— start of SOURCE EXCERPT —

1. General

1.1. These terms shall apply with regard to entrepreneurs (§ 14 of the German Civil Code [Bürgerliches Gesetzbuch, BGB]), legal entities under public law, and special funds under public law.

1.2. All deliveries and services provided, including pre-contractual negotiations and other ancillary performances, shall be made on the basis of the contractual content in connection with these terms. Terms deviating from these shall not become part of the contract, even if repeatedly sent to us.

1.3.Our offers are non-binding invitations to submit offers. A contract is only formed with our written order confirmation (contractual acceptance).
1.4. We reserve all proprietary and copyrights to all drawings, offers, and other documents, including in electronic form. They may only be made available to third parties with our written consent.

1.5. Unless agreed otherwise, samples shall only be provided in exchange for payment.

1.6. Orders fulfilled in accordance with drawings, sketches, or other specifications provided to us will be carried out at the buyer’s risk with regard to patent, design, and trademark rights. If infringements of third-party intellectual occur as the result of the fulfilment of such orders, the buyer shall indemnify us against any resulting claims by the holders of such rights.

1.7. In the event of force majeure or other circumstances which cannot be remedied, the obligation to render performance does not apply; the right to termination and the lapsing of the obligation to render counter-performance remain unaffected thereby.

1.8. Comments, recommendations, or suggestions made in the course of pre-contractual negotiations are non-binding, unless a separate consulting contract was concluded.

2. Price and payment terms

2.1. Unless agreed otherwise, all prices are in Euros and net of statutorily applicable VAT, free ex works, but do not including packing and unloading.

2.2. Unless agreed otherwise, our payment claims shall become due for payment immediately upon delivery.

2.3. No rights of retention or offsetting may be claimed, unless an agreement so providing has been concluded, or the counterclaim is undisputed or legally enforceable.

2.4. In the event of late payment, interest shall accrue at a rate of 10 % above the base interest rate (§ 247 BGB).

3. Transfer of risk, acceptance


3.1. Unless a formal acceptance process has been agreed, the transfer of risk for both Parties shall occur when the delivery item leaves our business premises. This applies also to partial deliveries, and in the event of our assumption of responsibility for additional elements of performance (e.g. shipping, delivery, installation).

— end of SOURCE EXCERPT —

PROBLEM TO WORK ON :: Under the sales terms, at what rate does interest accrue when payment is late?

— start of RECORD EXTRACTS —

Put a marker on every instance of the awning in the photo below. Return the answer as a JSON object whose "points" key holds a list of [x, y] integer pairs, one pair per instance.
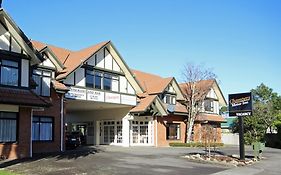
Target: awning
{"points": [[21, 97]]}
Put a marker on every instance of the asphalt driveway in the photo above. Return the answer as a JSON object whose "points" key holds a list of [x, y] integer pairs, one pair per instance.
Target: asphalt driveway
{"points": [[105, 160]]}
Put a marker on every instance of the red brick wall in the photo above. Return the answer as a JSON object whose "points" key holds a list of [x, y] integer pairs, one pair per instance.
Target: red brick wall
{"points": [[197, 137], [55, 112], [20, 149], [161, 130]]}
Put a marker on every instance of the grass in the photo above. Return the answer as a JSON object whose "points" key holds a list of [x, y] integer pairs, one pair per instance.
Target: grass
{"points": [[5, 172]]}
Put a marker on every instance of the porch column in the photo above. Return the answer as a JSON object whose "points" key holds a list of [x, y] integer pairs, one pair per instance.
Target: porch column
{"points": [[126, 130]]}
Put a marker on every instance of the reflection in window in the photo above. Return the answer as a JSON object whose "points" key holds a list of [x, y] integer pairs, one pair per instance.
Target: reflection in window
{"points": [[43, 81], [9, 72], [209, 105], [42, 128], [98, 80], [173, 131], [107, 79], [8, 127]]}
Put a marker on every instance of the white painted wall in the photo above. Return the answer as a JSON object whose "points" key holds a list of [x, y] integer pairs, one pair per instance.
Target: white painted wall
{"points": [[212, 94], [80, 77], [69, 79], [116, 66], [108, 60], [100, 59], [91, 60], [131, 89], [25, 73], [48, 63]]}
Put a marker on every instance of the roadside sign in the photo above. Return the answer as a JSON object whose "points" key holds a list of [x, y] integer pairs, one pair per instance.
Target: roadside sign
{"points": [[240, 104]]}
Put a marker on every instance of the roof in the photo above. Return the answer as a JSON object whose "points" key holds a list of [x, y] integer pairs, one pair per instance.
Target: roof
{"points": [[70, 59], [59, 86], [143, 104], [21, 97], [210, 117], [21, 38], [151, 84], [203, 86]]}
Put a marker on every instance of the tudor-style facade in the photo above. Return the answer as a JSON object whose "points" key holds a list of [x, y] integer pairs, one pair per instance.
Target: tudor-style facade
{"points": [[160, 103], [102, 91], [22, 128], [209, 115]]}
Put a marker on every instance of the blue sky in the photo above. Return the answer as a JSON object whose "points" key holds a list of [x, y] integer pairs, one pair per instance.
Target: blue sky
{"points": [[239, 40]]}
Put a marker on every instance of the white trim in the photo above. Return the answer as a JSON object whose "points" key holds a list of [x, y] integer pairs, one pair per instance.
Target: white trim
{"points": [[31, 118], [156, 134], [62, 125]]}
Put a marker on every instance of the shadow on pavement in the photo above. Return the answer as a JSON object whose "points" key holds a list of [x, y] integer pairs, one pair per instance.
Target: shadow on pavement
{"points": [[68, 154]]}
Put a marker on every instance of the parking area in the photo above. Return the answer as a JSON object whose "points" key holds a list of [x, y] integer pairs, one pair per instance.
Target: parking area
{"points": [[105, 160]]}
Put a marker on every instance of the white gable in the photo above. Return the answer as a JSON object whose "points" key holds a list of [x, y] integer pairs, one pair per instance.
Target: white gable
{"points": [[104, 60], [48, 63], [212, 94], [7, 42]]}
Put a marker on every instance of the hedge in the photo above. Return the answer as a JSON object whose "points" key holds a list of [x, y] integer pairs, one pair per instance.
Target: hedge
{"points": [[195, 144]]}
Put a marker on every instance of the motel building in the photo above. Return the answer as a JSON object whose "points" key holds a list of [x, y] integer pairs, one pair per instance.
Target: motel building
{"points": [[46, 91], [107, 103]]}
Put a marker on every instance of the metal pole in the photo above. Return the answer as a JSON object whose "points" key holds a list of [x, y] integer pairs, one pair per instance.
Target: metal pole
{"points": [[241, 138]]}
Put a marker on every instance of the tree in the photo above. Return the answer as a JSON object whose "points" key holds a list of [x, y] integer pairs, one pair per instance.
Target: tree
{"points": [[194, 95], [266, 109]]}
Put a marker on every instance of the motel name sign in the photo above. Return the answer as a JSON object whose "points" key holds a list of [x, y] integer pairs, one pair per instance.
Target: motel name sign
{"points": [[240, 104]]}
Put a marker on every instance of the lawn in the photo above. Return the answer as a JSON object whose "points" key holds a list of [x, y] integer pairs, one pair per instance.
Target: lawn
{"points": [[4, 172]]}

— end of RECORD EXTRACTS —

RESULT :: 10% above the base interest rate (§ 247 BGB).